Records for pointing at objects in photos:
__________

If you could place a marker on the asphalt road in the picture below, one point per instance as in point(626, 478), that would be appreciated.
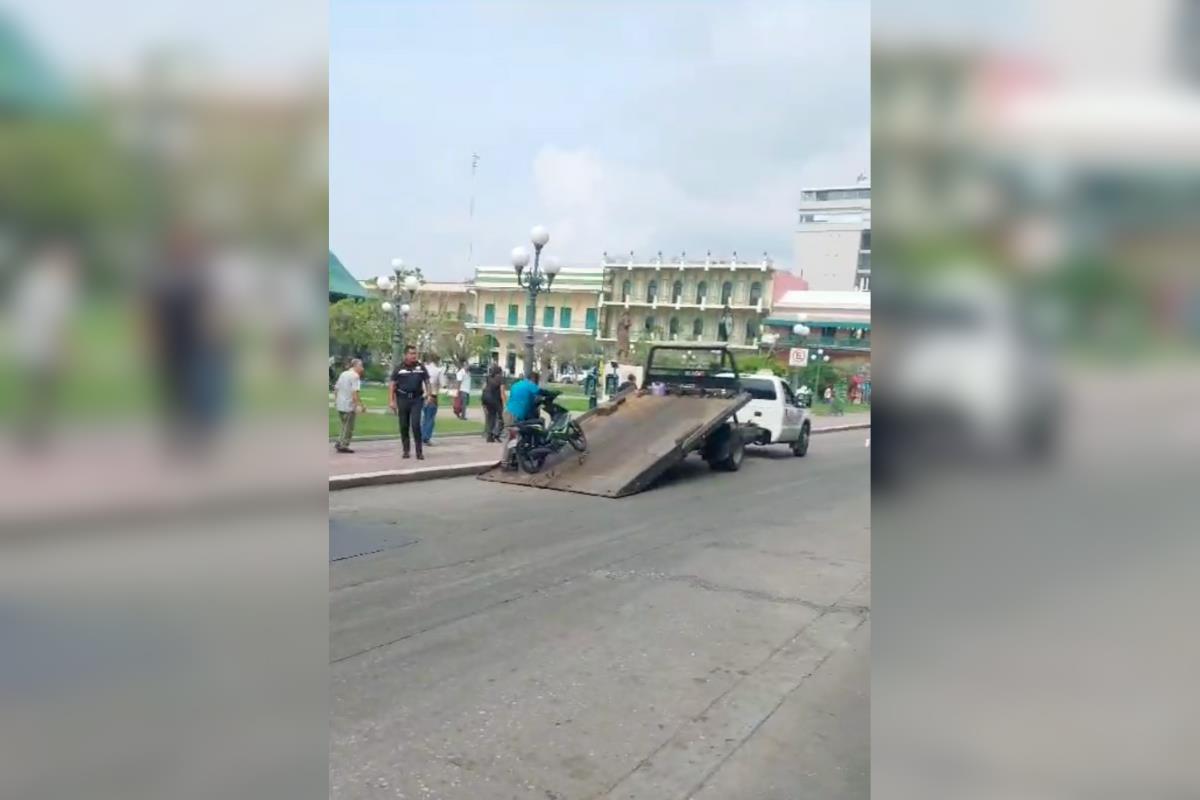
point(707, 638)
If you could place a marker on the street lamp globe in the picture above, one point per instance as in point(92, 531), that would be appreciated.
point(520, 258)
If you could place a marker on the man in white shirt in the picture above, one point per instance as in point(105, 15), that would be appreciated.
point(463, 390)
point(437, 376)
point(348, 403)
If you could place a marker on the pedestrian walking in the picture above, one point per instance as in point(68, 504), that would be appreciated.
point(407, 395)
point(437, 378)
point(492, 400)
point(348, 402)
point(463, 390)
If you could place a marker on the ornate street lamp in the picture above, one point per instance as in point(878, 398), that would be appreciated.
point(535, 281)
point(402, 289)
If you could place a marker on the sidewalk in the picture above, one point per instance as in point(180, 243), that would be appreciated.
point(379, 461)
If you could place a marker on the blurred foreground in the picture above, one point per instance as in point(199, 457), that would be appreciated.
point(162, 235)
point(1037, 198)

__________

(What the exercise asks) Please retype the lines from the start of the records through the line holding "point(707, 638)", inclusive, and leave the pictures out.

(Result of this task)
If you could place a marker on the asphalt road in the picture below, one point per instance as in point(626, 478), that would be appreciated.
point(707, 638)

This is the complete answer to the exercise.